Your goal
Could you print each of the records below exactly?

Material to process
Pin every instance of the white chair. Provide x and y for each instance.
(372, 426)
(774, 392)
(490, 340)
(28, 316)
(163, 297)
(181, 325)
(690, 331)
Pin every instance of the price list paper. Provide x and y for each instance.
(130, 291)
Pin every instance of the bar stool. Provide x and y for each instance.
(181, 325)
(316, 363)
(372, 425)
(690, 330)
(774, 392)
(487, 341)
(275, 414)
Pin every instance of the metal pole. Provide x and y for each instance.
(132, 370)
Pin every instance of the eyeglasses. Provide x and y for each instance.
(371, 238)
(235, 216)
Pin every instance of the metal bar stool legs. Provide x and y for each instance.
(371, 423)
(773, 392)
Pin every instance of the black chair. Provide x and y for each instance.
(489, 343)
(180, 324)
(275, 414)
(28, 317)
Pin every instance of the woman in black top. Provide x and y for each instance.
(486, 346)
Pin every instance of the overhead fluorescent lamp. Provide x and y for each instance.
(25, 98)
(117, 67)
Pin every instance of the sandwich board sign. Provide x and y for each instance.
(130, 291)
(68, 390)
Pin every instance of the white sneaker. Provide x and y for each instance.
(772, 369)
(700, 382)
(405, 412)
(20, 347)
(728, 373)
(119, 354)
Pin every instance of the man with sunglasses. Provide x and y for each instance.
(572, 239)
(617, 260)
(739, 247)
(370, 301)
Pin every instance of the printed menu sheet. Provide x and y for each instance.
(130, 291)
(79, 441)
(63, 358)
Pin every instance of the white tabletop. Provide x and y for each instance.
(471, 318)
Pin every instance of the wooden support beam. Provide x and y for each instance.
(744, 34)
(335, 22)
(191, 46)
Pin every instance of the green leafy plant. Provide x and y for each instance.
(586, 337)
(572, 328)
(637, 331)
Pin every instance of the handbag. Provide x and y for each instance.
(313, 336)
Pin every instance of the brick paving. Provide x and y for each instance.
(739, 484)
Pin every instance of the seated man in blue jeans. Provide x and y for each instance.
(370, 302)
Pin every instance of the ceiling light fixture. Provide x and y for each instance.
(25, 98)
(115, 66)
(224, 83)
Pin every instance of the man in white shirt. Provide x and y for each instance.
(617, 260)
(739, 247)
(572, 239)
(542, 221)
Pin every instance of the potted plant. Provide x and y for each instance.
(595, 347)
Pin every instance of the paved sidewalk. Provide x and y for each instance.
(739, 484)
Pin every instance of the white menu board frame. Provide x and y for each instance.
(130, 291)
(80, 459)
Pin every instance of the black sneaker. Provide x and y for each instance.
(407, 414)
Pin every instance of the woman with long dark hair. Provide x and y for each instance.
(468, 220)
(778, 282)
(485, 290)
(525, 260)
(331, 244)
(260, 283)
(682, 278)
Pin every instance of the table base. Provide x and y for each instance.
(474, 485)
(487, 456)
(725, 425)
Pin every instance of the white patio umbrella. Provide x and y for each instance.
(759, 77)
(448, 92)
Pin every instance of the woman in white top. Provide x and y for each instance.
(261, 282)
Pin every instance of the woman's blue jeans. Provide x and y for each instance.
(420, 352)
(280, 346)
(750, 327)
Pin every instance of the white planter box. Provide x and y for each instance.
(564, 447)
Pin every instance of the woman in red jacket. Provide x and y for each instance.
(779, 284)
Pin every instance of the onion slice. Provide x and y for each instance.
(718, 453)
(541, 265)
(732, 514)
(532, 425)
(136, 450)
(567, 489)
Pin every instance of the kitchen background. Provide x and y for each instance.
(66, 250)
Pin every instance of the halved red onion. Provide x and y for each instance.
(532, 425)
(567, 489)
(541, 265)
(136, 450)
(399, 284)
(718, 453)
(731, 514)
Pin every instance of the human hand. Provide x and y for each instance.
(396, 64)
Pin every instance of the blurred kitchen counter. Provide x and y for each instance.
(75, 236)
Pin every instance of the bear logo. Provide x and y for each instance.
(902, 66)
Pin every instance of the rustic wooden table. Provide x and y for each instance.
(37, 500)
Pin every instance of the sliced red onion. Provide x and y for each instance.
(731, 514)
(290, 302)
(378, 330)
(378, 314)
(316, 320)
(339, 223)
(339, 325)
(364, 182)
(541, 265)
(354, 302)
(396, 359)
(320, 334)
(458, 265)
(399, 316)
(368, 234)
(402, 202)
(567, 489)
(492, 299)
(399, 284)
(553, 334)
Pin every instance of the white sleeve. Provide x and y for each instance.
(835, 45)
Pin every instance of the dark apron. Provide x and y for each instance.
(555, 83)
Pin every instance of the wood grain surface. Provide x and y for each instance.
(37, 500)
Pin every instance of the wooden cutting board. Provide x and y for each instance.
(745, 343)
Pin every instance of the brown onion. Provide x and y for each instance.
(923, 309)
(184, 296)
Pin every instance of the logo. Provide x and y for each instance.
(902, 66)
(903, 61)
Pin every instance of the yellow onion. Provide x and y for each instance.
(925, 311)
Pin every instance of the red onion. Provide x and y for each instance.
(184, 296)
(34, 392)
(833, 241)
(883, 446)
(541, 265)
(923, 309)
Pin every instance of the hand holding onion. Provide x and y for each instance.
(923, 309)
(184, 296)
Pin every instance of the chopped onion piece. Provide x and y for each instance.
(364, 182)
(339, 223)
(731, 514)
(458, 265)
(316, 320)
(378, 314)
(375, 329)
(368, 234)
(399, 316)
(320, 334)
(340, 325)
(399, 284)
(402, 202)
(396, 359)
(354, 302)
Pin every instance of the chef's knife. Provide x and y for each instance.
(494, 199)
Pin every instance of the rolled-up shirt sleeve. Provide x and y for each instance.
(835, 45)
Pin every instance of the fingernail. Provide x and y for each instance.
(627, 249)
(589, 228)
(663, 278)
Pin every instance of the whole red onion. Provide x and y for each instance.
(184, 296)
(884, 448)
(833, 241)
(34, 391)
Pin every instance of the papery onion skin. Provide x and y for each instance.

Exercise result
Pin every instance of the white chair. Provide x and y for each instance.
(372, 426)
(774, 392)
(490, 340)
(28, 316)
(163, 297)
(181, 325)
(690, 331)
Pin every instance of the price list paper. Provide x and y for each instance.
(130, 291)
Pin every instance of the bar stool. Provide x and y for each instance.
(181, 325)
(316, 363)
(372, 425)
(690, 330)
(774, 392)
(487, 341)
(275, 414)
Pin every instance of the metal pole. Provide x and y for each instance.
(132, 370)
Pin every instance of the eyeglasses. Provide x and y for each instance.
(371, 238)
(235, 216)
Pin every instance of the metal bar stool legs. Provide x and y for each instance.
(371, 423)
(773, 392)
Pin every instance of the black chair. Provide x and y for each instance.
(489, 343)
(180, 324)
(275, 414)
(28, 317)
Pin every instance of the woman in black top. Provide x and y for each instance.
(486, 346)
Pin every instance of the overhead fluorescent lamp. Provide x and y for each instance.
(25, 98)
(117, 67)
Pin every instance of the sandwich board sign. Provide x and y for each instance.
(130, 291)
(68, 390)
Pin every instance of the white sneaker. Provide x and y for each instance.
(772, 369)
(700, 382)
(405, 412)
(20, 347)
(728, 373)
(119, 354)
Pin every instance of the man with sunglasses. Provide x and y for each instance.
(572, 239)
(617, 260)
(739, 247)
(370, 301)
Pin every instance of the printed menu sheet. Provide x and y for each instance.
(130, 291)
(79, 441)
(63, 358)
Pin every instance of the white tabletop. Provide x and y for each instance.
(471, 318)
Pin every instance of the wooden support beam. Provide x and y for each instance.
(744, 34)
(335, 22)
(191, 46)
Pin every instance of the green leafy plant. Provide x and y for each instance.
(586, 337)
(572, 328)
(637, 331)
Pin every instance of the handbag. Provide x and y for each instance.
(313, 336)
Pin every instance of the brick paving. Provide x and y for each instance.
(739, 484)
Pin every instance of the seated man in blue jeans. Provide x and y for each instance.
(370, 302)
Pin every instance of the ceiling light fixture. Provide x and y for each instance.
(25, 98)
(115, 66)
(224, 83)
Pin every instance of the man in white shirt. Provide x and y for each instance.
(617, 260)
(739, 247)
(572, 239)
(542, 221)
Pin every instance of the potted plant. Provide x and y for each instance.
(595, 347)
Pin every instance of the paved sidewalk. Provide x and y for each instance.
(739, 484)
Pin every instance of the white menu board frame. Provide x and y for each instance.
(130, 291)
(80, 459)
Pin every instance of the black sneaker. Provide x and y for each instance.
(407, 414)
Pin every instance of the woman with long dark hair. Provide x and y for each instance.
(468, 220)
(778, 282)
(485, 290)
(525, 260)
(331, 244)
(260, 283)
(682, 278)
Pin every instance of the table base. Provide x and y for each instance.
(474, 485)
(487, 456)
(725, 425)
Pin every instance of the white patio umbrella. Provide x and y for each instance.
(759, 77)
(448, 92)
Pin every instance of the woman in white top. Provide x and y for each instance.
(261, 282)
Pin every instance of the woman's blue jeans. Provide x and y for each instance.
(420, 352)
(280, 346)
(750, 327)
Pin every instance of the white planter box. Provide x and y for each instance.
(564, 447)
Pin every instance of the woman in red jacket. Provide x and y for each instance.
(779, 284)
Pin every instance of the onion slice. Provide x and y for each instance.
(718, 453)
(541, 265)
(732, 514)
(532, 425)
(136, 450)
(567, 489)
Pin every instance of the kitchen background. Provide x and y for each instance.
(66, 250)
Pin every instance of the halved red onion. Provide x and y for each instance.
(532, 425)
(567, 489)
(541, 265)
(136, 450)
(399, 284)
(718, 453)
(731, 514)
Pin every instance of the human hand. Provide x and y for each instance.
(396, 64)
Pin every instance of the blurred kitchen counter. Provide x and y for each instance.
(75, 236)
Pin every instance of the bear logo. Provide x and y for each instance.
(902, 66)
Pin every instance of the rustic wooden table. Provide x and y for each instance.
(37, 500)
Pin every instance of the sliced red onion. Provide x and y for each instance.
(731, 514)
(290, 302)
(378, 330)
(378, 314)
(316, 320)
(339, 223)
(339, 325)
(364, 182)
(541, 265)
(354, 302)
(396, 359)
(320, 334)
(458, 265)
(399, 316)
(368, 234)
(402, 202)
(567, 489)
(492, 299)
(399, 284)
(553, 334)
Pin every instance of the white sleeve. Provide x and y for each instance.
(835, 45)
Pin every instance of the dark apron. Provide x and y for each instance.
(555, 83)
Pin every instance of the wood grain surface. Provide x and y for each instance.
(37, 500)
Pin every instance of the wooden cutting board. Provide x and y for each instance.
(745, 343)
Pin every instance of the brown onion. Provide x and y for each instance.
(923, 309)
(184, 296)
Pin every instance of the logo. Provide x and y for each instance.
(902, 66)
(903, 61)
Pin every instance of the yellow onion. Provide x and y for each instance.
(925, 311)
Pin every instance of the red onion. Provide x and y for each instance.
(184, 296)
(34, 392)
(833, 241)
(883, 446)
(541, 265)
(923, 309)
Pin every instance of the hand holding onion. Provide x and y for each instance.
(923, 309)
(184, 296)
Pin every instance of the chopped onion piece. Provide x and y for each instance.
(364, 182)
(339, 223)
(731, 514)
(458, 265)
(316, 320)
(378, 314)
(375, 329)
(368, 234)
(399, 316)
(320, 334)
(340, 325)
(399, 284)
(402, 202)
(396, 359)
(354, 302)
Pin every instance of the chef's knife. Provide x and y for each instance.
(494, 199)
Pin every instance of the rolled-up shirt sleeve. Provide x and y for each instance.
(835, 45)
Pin every instance of the fingernail. Provide x and y for each instance.
(627, 249)
(589, 228)
(663, 278)
Pin every instance of the whole red onion. Provide x and y for each instance.
(184, 296)
(884, 448)
(833, 241)
(34, 391)
Pin every instance of the papery onion skin. Provide x and y for each instance.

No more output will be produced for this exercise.